** begin TEXT PROVIDED **
# M-S Womens summer time outing



## RIVER LADY

Ok ladies. Let's make some plans. 


Throw out some suggestiosn ladies.


Some have shown interest in Salmon fishing. Which is great, and a blast. However, do any of you ladies have hubbbies/boyfriends, etc. that you can barrow some of their gear? Or maybe even have some gear yourself's?


----------



## Firecracker

No and no....


----------



## autumnlovr

Riverlady, which type of salmon fishing are you thinking? River? Pierhead? Big water? Shore? I'm geared for river, pierhead or shore. We own a boat, but it has not been in the water for about 7-8 years now.....drag racing got in the way.


----------



## RIVER LADY

autumnlovr said:


> Riverlady, which type of salmon fishing are you thinking? River? Pierhead? Big water? Shore? I'm geared for river, pierhead or shore. We own a boat, but it has not been in the water for about 7-8 years now.....drag racing got in the way.


Well, the fish will dictate that. They always do. Gotta be very flexible to get salmon and be prepared to fish any style. Since we only have access to a couple of boats it would depend on how many decided to go. 

If all that have shown interst go then we would have to resort to pier head and river fishing. Then still, the weather, wind and water temp would still dictate which one we would fish. 

If we target the first couple of weeks in September we should do fairly well. We would be able to hit the pier head and get some chromers. Good eats, don't care for half dead fish. However, if the wind is not right, we would hit the river and still be ble to do fairly well. Maybe even get into some Coho's. 

Here is another idea. That would be a blast. Depending on how much funds we all have available we could consider a Charter in July sometime out of Ludington. Usually, the boats will hold up to 5 people. However, it would cost about $600 for a day trip. Split between 5 people is not too bad. One good thing though, we would all return with very sore arms from reelling in the big boys. You know, THE CHROME ROCKETS.:evilsmile Now that, is the ultimate fishing for salmon. Them silver bullets will about rip your arms off and dance for you like you won't believe.

We have many options though. I'm sure others will have some good ideas that may appeal to all of us.


----------



## Firecracker

I feel Sea sick already ......


----------



## ice fishin nut

Can I come????? 
I volunteer to be in charge of Barley Pop consumption!!!!!:yikes::evilsmile:evilsmile


----------



## RIVER LADY

ice fishin nut said:


> Can I come?????
> I volunteer to be in charge of Barley Pop consumption!!!!!:yikes::evilsmile:evilsmile


 
Maybe the girls will allow it. Some one has to be camp b(*&h!!!:lol:


----------



## RIVER LADY

Firecracker said:


> I feel Sea sick already ......
** end TEXT PROVIDED **
Extend the forum thread on planning a women's summer fishing outing, starting immediately after its final quoted remark.
** begin INFORMATION SUPPLIED **
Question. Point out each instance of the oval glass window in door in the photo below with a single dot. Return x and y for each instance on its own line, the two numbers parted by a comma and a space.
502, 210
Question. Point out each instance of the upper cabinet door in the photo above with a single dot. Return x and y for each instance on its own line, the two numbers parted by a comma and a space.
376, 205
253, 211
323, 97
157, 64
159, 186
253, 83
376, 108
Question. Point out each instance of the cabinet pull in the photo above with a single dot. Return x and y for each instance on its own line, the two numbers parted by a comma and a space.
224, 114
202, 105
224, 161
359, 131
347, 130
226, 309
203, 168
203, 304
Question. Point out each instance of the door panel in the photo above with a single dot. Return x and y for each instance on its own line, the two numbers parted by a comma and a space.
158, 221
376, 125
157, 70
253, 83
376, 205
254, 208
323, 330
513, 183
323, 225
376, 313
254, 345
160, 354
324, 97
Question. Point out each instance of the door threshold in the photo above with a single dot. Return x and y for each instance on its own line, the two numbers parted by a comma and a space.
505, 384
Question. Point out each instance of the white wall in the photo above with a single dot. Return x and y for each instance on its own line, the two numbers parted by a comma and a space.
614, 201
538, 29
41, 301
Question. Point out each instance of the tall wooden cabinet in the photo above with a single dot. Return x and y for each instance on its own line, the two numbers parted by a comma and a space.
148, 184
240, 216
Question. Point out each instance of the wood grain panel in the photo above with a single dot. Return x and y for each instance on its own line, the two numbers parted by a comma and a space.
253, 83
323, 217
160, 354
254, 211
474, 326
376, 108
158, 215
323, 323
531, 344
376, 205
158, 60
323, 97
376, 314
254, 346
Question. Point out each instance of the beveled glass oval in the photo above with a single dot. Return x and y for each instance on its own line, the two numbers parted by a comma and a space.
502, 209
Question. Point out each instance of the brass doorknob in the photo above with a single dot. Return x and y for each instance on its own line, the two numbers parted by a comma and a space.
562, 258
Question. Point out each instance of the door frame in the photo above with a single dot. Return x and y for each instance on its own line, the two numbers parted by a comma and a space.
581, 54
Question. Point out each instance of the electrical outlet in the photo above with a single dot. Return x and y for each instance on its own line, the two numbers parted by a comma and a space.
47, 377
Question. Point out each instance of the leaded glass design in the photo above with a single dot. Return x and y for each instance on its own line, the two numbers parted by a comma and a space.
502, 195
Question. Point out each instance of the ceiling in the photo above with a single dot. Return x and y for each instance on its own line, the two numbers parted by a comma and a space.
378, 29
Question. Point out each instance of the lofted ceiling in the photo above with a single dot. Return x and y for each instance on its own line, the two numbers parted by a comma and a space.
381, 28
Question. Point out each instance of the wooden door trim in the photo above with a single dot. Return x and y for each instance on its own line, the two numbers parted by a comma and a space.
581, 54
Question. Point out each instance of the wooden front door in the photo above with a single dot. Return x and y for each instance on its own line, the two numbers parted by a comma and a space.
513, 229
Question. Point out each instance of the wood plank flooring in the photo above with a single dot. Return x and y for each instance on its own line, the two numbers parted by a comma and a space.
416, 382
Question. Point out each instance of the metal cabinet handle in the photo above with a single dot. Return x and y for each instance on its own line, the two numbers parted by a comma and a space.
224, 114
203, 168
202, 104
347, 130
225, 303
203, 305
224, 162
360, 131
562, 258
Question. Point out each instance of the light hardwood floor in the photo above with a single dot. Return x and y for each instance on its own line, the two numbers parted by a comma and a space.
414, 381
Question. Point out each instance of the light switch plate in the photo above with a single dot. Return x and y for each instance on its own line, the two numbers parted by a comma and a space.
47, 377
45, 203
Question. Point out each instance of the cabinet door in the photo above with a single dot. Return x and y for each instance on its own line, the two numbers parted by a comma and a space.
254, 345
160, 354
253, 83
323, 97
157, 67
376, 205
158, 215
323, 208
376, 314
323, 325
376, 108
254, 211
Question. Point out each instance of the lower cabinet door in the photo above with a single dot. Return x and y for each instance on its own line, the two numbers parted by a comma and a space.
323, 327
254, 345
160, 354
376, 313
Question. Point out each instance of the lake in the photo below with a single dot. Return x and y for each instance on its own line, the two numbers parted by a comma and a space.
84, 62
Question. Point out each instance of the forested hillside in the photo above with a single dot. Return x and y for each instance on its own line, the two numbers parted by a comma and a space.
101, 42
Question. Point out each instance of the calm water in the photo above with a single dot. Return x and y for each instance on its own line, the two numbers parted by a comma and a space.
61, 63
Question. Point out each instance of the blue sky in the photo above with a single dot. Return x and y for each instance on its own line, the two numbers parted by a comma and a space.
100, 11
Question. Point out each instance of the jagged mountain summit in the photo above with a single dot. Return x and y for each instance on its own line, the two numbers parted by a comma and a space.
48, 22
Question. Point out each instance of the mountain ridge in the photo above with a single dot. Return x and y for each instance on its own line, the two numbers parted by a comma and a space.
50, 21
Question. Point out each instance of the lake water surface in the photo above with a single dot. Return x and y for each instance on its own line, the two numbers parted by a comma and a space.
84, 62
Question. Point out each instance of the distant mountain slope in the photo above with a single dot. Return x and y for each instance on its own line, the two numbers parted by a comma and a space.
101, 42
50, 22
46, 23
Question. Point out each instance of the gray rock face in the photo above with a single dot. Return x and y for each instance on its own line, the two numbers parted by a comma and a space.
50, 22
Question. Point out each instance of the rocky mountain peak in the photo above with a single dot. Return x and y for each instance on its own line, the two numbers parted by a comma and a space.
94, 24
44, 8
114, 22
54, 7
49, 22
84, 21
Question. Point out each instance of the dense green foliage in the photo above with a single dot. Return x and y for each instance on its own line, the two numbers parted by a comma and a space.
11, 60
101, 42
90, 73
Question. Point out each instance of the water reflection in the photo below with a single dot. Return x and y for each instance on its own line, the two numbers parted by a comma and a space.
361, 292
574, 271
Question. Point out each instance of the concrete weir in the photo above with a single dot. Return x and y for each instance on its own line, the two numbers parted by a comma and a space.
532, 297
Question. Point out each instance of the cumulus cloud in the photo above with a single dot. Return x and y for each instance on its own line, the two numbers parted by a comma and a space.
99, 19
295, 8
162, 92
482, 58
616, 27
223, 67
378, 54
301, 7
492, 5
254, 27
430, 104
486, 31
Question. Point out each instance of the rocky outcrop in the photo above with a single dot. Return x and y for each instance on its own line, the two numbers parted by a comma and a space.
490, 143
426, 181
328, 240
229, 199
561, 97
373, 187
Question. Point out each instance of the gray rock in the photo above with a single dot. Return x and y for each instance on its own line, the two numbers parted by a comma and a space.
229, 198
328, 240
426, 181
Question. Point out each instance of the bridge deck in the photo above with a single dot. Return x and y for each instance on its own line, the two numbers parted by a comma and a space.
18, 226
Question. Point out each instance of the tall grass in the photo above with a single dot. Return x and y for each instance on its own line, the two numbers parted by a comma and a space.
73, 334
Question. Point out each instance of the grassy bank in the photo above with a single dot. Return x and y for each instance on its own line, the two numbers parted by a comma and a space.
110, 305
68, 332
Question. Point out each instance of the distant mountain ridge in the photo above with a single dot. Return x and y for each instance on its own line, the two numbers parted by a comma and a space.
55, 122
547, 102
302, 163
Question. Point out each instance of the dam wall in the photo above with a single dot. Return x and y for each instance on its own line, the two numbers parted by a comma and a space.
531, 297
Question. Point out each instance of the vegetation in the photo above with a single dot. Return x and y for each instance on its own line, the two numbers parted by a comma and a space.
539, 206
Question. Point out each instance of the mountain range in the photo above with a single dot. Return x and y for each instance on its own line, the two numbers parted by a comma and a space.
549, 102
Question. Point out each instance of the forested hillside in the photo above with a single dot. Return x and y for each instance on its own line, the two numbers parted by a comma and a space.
** end INFORMATION SUPPLIED **
SOLVED EXERCISE:
Oh my, sorry about that. 

I wish I could say targeting slamon is easy. However, it takes alot of work. It's all in the timing. Playing the weather, wind and water temps just right. 
It's a hit or miss game. However, I usually get lucky and get a hit most times. 

If you want it to be easy and relaxing, then I suggest a charter. A charter takes all the work out of it, except reeling in the fish. That is all you have to do. The first mate does most of the physical work and you just sit and wait for a rod to go off. It's that simple. However, for girls like me and a few others, it also takes the best part out of it. But, it is still a blast.

Like I said, maybe some of the others will have some other ideas that will suit everyone more pleasantely and not cause nausea.:lol:


----------



## ice fishin nut

RIVER LADY said:


> Maybe the girls will allow it. Some one has to be camp b(*&h!!!:lol:


 I'll cook, but I aint doin no dishes!!!!!:evilsmile:evilsmile


----------



## RIVER LADY

ice fishin nut said:


> I'll cook, but I aint doin no dishes!!!!!:evilsmile:evilsmile


Hmmm...you said the magic word. :evil: Could be a possibility. I hear you cook pretty good too. Oh yeah, you also fillet fish pretty well. Hmmm..:idea:


----------



## ice fishin nut

RIVER LADY said:


> Hmmm...you said the magic word. :evil: Could be a possibility. I hear you cook pretty good too. Oh yeah, you also fillet fish pretty well. Hmmm..:idea:


Wait a minute,,,,, I smell smoke,,,,, your gears are churning way too fast..... :yikes:

Although I did have a salmon on the grill at the smelt dipping outing 8 minutes after the hook was set, totally bone free, and seasoned!!!!!


----------



## RIVER LADY

ice fishin nut said:


> Wait a minute,,,,, I smell smoke,,,,, your gears are churning way too fast..... :yikes:


Nah, that smoke is not coming from me.....ah...someone must be smoking fish near by.:lol:


----------



## Firecracker

Its not the work,, its the Motion of the Boat. I get Sea Sick very easy.

I got sick on the boat to Mackinaw Island... I can even get sick on our little Boat lol


----------



## RIVER LADY

Firecracker said:


> Its not the work,, its the Motion of the Boat. I get Sea Sick very easy.
> 
> I got sick on the boat to Mackinaw Island... I can even get sick on our little Boat lol


Aww...don't feel bad. My father used to get sick to his stomach waving good bye to my mother as she left on her many charter trips, he was standing on the dock.:lol:

I fortunatley, have never experienced motion sickness. I love being on the water. The feeling it gives is sort of hard to explain. Relaxes me but, also revives me, charges me up. Kind of like downing a double espresso with extra caffine.:evil: My kids always ask for something I would normally say no to when we are fishing, I'm very easy going and am game for anything. Little stinkers.:lol:


----------



## ice fishin nut

RIVER LADY said:


> Nah, that smoke is not coming from me.....ah...someone must be smoking fish near by.:lol:


Well, the wife just spoiled this for me,,,,,, Says that if I'm gonna cook for someone of the female persuasion, its gonna be her!!!! Sorry ladies, but gotta do what the boss says!!!!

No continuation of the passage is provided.